Quoted text:

And then finally, you can talk Daddy like you can tell Fox like, hey, we're we're we're not going to provide content for you like that's. The big fox fox. Like after all we did for you people, you know, it's, it's, it's. Like you, you have these situations where it's like teams are done and we just want to be done and go to our coach search. It's like Fox is like we don't give an S Like we need content for you to play and go get your
butt kicked in the big crown. Yeah, the Big Crown launches this year. That's, well, that's, that's not ideal, but yeah, the college basketball crown, yeah, it launches 2 automatic qualifiers from each of the Big E Big 10 and Big 12, as well as 10 at large teams will be selected from the pool of teams that did not qualify for the NCAA tournament. According to the Wikipedia page, they still hadn't like announced what the criteria were, so.
I'm right now Googling college basketball crown bracketology. Yeah, I haven't seen any brackets pop up on this yet. It's a little bit surprising. There's not there's not a bracketologist for like we've always joked, when you go to NIT bracketology, it's like, I feel like I'm in, you know, the silk, the dark web. I know like a level below where it's like, oh like I could buy Iranian arms and get the projection of the college. Basketball crown.

Extracted entries:
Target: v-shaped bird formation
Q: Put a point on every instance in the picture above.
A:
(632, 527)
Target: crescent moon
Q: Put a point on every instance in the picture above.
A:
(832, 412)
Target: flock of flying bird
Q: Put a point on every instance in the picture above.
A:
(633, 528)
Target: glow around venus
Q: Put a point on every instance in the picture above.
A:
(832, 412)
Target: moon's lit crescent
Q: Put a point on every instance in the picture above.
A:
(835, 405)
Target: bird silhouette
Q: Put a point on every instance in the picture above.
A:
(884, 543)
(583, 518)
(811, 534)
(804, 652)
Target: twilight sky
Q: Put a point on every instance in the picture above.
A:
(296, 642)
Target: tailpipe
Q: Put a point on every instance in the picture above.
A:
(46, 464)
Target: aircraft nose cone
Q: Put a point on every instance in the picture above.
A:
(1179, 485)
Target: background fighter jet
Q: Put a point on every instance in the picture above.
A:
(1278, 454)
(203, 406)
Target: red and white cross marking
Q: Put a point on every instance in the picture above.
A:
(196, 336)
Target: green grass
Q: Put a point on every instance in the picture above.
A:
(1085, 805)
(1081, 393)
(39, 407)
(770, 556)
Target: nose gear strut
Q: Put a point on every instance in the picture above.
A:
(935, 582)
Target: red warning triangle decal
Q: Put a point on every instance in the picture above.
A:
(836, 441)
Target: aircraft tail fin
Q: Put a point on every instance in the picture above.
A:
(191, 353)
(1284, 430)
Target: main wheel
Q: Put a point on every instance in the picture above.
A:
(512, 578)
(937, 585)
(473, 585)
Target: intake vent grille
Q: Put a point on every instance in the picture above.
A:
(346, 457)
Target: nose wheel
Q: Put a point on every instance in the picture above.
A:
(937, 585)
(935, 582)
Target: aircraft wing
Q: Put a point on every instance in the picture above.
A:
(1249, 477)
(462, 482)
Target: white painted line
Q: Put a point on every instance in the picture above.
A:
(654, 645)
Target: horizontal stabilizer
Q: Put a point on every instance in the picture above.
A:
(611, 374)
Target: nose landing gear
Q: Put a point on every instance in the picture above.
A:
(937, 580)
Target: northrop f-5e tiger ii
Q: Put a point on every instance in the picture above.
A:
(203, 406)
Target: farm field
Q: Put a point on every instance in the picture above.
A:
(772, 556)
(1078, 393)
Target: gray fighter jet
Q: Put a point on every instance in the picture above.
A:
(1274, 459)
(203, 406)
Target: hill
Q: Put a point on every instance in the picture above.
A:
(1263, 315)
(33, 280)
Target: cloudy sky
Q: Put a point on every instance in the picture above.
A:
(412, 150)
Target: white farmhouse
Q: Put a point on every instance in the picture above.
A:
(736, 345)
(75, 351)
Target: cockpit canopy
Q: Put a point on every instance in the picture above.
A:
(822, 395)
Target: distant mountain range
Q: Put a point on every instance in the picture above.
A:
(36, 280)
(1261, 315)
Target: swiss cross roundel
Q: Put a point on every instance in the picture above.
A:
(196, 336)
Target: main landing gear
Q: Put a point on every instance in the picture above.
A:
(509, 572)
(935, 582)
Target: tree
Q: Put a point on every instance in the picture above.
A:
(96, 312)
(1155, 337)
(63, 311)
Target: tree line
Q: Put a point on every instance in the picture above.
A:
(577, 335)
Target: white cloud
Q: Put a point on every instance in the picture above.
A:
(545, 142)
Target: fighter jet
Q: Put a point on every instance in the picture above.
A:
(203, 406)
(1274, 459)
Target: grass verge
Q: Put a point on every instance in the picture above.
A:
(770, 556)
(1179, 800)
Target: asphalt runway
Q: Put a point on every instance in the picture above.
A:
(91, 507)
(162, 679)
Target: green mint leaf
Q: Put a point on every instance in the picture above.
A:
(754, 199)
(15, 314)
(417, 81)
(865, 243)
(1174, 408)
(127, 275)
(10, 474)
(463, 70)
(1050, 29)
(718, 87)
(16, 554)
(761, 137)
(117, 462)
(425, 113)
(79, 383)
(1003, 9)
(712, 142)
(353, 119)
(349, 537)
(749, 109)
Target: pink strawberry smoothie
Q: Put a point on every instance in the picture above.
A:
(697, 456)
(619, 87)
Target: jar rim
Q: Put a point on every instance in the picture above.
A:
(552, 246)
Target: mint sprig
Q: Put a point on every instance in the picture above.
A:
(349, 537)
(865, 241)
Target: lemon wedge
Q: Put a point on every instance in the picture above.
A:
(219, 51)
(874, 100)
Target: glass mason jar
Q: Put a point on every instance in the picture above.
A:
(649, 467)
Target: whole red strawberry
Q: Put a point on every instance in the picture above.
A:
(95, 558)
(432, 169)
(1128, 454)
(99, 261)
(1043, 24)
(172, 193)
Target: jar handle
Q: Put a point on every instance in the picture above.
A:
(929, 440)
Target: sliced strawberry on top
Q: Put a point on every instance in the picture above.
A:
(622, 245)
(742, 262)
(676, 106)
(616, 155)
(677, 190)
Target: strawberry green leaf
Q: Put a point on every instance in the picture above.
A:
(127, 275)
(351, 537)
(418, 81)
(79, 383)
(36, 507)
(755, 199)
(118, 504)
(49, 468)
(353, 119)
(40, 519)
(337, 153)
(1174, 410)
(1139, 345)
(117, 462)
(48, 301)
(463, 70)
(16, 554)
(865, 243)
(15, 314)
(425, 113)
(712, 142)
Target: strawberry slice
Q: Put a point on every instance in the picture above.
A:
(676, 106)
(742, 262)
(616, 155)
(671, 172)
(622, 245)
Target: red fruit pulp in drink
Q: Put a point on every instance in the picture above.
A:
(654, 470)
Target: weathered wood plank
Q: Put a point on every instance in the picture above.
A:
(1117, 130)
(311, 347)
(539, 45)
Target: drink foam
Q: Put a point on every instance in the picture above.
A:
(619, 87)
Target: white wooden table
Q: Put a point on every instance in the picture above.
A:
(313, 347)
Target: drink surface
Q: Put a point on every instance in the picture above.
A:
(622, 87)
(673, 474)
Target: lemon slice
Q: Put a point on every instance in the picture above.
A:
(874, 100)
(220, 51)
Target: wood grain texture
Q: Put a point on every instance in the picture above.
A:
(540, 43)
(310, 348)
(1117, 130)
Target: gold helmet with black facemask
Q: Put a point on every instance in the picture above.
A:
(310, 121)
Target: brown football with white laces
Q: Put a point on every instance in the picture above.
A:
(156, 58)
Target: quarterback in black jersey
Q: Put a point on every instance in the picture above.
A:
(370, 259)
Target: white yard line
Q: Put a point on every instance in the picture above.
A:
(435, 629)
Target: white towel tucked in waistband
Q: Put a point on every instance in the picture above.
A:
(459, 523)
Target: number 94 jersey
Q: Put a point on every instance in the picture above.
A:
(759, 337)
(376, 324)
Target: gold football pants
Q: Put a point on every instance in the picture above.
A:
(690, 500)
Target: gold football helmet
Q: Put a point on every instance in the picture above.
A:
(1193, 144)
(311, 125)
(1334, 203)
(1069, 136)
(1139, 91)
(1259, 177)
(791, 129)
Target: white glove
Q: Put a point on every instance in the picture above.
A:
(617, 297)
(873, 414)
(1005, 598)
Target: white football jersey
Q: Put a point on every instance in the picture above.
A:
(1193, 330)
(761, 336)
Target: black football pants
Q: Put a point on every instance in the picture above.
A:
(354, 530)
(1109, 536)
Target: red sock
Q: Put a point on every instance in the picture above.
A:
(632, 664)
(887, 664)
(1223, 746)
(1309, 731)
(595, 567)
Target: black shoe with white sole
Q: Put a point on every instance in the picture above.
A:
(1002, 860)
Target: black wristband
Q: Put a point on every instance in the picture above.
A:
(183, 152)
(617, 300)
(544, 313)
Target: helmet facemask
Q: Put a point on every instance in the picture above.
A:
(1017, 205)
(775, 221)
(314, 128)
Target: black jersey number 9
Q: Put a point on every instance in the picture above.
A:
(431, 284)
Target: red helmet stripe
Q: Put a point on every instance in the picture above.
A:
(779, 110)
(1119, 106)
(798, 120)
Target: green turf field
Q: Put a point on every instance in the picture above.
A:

Objective: Write the next part of the podcast transcript about the College Basketball Crown, picking up after its last line.

Expected answer:
I will note that Todd Golden, not the Florida coach, but the the writer for Indiana Hoosiers SI wrote an article about this about a week and a half ago. And IU is the the team that's pictured in the the thing. So I think we're getting more basketball. I do wonder at this point, though, in this kind of transitions to something else I wanted to talk about, does Indiana want to be in this? We know, of course, Indiana turned it down the NIT last year. They weren't going to be a
number one seed in the NIT. So I think that was part of the equation there. There was an original comment that contractually the Big 10 teams along with the other two conferences would be required contractually to be in this thing. So if Indiana ends up in this, is Mike Woodson still coaching the team or is he or do they
make a change there? The whole thing is very weird and and I do think we need to comment on the fact that you've now seen two games in a row where Mike Woodson has not done radio with Don Fisher. You know, I mean, he'd sent Calvert Chaney prior to the Michigan State game. They sent another staff member, not a coach, but like the a support staff member on the pregame radio on the on Friday for the UCLA game. Now I've got a lot of thoughts
on that. I, I don't think we need to necessarily delve into now, I do think it's kind of ridiculous that. But it's lame. I don't want to dig into it either, but it's it's lame. And for a guy who's been a professional coach his entire career, who's coached in New York and dealt with media, this is just petty. And I get it, like you, this is your universe, your university, and you're pissed because you feel like you should be being treated better. That's fine. But go do your interviews.
I mean, I like, I like I've always joked, we know Don Fisher like it's an Indiana pregame interview. He's not going to ask you hard hitting questions. Not going to be like, well, Mike, you really have sucked the last couple of weeks. Like tell like it's going to be, hey, Mike, you guys are really turning the corner, you know, after that loss to Michigan. I mean, he's going to throw softballs to you. To me.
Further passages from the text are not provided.